Task directions - The complete listing that follows is to be set down again, exactly as it appears.
..........
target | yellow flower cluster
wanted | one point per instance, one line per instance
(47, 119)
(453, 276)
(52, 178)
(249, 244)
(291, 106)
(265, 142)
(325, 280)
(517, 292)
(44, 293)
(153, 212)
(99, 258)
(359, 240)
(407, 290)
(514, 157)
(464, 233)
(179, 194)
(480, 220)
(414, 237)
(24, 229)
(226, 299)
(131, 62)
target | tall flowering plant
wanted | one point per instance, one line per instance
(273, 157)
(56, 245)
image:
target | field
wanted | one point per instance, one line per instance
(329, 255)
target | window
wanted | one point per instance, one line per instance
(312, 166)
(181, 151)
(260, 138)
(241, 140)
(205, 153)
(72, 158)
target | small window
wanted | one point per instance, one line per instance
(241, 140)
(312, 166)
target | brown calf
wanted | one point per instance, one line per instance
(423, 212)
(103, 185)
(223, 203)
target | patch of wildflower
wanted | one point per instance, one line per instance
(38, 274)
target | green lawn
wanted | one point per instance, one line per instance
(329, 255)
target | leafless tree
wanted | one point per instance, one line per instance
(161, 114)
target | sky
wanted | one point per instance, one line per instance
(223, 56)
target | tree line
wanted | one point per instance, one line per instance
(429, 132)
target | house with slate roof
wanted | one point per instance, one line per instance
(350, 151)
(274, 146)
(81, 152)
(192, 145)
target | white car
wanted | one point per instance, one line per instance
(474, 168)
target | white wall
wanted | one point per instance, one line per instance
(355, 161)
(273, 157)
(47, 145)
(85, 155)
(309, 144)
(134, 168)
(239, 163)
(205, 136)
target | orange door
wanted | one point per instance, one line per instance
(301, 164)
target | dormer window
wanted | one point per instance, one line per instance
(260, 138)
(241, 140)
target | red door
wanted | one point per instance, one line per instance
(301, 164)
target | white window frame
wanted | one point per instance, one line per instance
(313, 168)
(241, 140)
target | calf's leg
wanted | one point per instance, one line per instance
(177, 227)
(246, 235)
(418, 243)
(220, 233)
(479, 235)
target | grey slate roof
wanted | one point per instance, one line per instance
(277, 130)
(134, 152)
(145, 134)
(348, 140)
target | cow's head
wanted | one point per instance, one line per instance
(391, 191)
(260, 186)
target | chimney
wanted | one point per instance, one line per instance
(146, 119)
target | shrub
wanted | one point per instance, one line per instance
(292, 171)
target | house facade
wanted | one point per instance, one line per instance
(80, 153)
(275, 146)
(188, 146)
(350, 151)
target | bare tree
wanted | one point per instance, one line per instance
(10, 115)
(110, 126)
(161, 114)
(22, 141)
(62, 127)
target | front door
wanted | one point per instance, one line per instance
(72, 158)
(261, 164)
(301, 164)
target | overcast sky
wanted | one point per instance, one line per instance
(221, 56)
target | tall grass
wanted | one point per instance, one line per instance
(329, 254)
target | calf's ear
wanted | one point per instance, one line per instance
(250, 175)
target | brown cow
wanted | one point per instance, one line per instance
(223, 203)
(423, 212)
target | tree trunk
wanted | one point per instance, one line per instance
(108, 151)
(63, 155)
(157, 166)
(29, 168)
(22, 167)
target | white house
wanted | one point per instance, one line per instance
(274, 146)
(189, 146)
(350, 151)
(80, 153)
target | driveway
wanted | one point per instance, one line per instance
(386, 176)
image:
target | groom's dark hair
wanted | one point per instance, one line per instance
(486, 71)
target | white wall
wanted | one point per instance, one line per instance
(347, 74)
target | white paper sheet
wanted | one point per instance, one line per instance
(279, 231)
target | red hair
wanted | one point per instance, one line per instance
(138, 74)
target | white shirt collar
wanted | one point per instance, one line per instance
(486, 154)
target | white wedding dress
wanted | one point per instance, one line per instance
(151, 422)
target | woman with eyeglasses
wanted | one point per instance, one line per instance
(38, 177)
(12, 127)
..........
Answer box -
target | yellow flower cluster
wanted | one point per instance, one line per instance
(47, 119)
(453, 276)
(52, 178)
(249, 244)
(291, 106)
(265, 142)
(325, 280)
(517, 292)
(44, 293)
(153, 212)
(99, 258)
(359, 240)
(407, 290)
(514, 157)
(464, 233)
(179, 194)
(480, 220)
(414, 237)
(24, 229)
(226, 299)
(131, 62)
target | tall flowering plant
wanted | one point per instance, one line per instance
(273, 157)
(56, 245)
image:
target | field
wanted | one point per instance, one line per instance
(329, 255)
target | window
wanted | one point per instance, one line per instance
(312, 166)
(181, 151)
(260, 138)
(241, 140)
(205, 153)
(72, 158)
target | small window
wanted | one point per instance, one line per instance
(241, 140)
(312, 166)
target | brown calf
wanted | one point per instance, one line per instance
(423, 212)
(103, 185)
(223, 203)
target | patch of wildflower
wanted | one point per instance, one line per instance
(38, 274)
target | green lawn
wanted | one point per instance, one line per instance
(329, 255)
target | leafless tree
wanted | one point per instance, one line per instance
(161, 114)
target | sky
wanted | one point per instance, one line per instance
(223, 56)
target | tree line
wanted | one point per instance, one line per instance
(429, 132)
target | house with slate roof
wanted | one point per instance, one line per instance
(350, 151)
(274, 146)
(81, 152)
(192, 145)
target | white car
wanted | one point per instance, one line per instance
(474, 168)
target | white wall
wanted | one point per instance, one line per instance
(355, 161)
(273, 157)
(47, 145)
(85, 155)
(309, 144)
(134, 168)
(239, 163)
(205, 136)
target | orange door
wanted | one point per instance, one line per instance
(301, 164)
target | dormer window
wanted | one point per instance, one line per instance
(260, 138)
(241, 140)
target | red door
wanted | one point per instance, one line per instance
(301, 164)
target | white window frame
wanted | one point per instance, one line per instance
(313, 168)
(241, 140)
target | calf's leg
wanted | one point per instance, one line per instance
(177, 227)
(246, 235)
(418, 243)
(220, 233)
(479, 235)
target | grey slate roof
wanted | one point per instance, one line per instance
(277, 130)
(134, 152)
(145, 134)
(348, 140)
target | cow's head
wanted | one point per instance, one line per instance
(391, 191)
(260, 186)
target | chimney
wanted | one point per instance, one line per instance
(146, 119)
target | shrub
wanted | one point per instance, one line per instance
(292, 171)
target | house facade
wanted | one point per instance, one line per instance
(80, 153)
(275, 146)
(188, 146)
(350, 151)
target | bare tree
wanted | one point per instance, one line per instance
(10, 115)
(110, 126)
(161, 114)
(22, 141)
(62, 127)
target | front door
wanted | one point per instance, one line per instance
(72, 158)
(261, 164)
(301, 164)
target | overcast sky
wanted | one point per instance, one line per instance
(221, 56)
target | tall grass
wanted | one point per instance, one line per instance
(329, 254)
target | calf's ear
wanted | one point per instance, one line per instance
(250, 175)
target | brown cow
wanted | one point per instance, one line per instance
(223, 203)
(423, 212)
target | tree trunk
wanted | one point per instance, one line per instance
(108, 151)
(63, 155)
(157, 166)
(29, 168)
(22, 167)
target | white house
wanted | one point per instance, one line per instance
(274, 146)
(189, 146)
(350, 151)
(80, 153)
target | driveway
wanted | one point per instance, one line per instance
(386, 176)
image:
target | groom's dark hair
wanted | one point per instance, one line per instance
(486, 71)
target | white wall
wanted | one point per instance, one line per instance
(347, 74)
target | white paper sheet
wanted | one point per instance, one line per instance
(279, 231)
target | red hair
wanted | one point per instance, one line per instance
(138, 74)
target | white shirt collar
wanted | one point per instance, one line per instance
(486, 154)
target | white wedding dress
wanted | one point per instance, one line per instance
(151, 422)
target | woman with eyeglasses
wanted | one point per instance, one line per instance
(38, 177)
(12, 127)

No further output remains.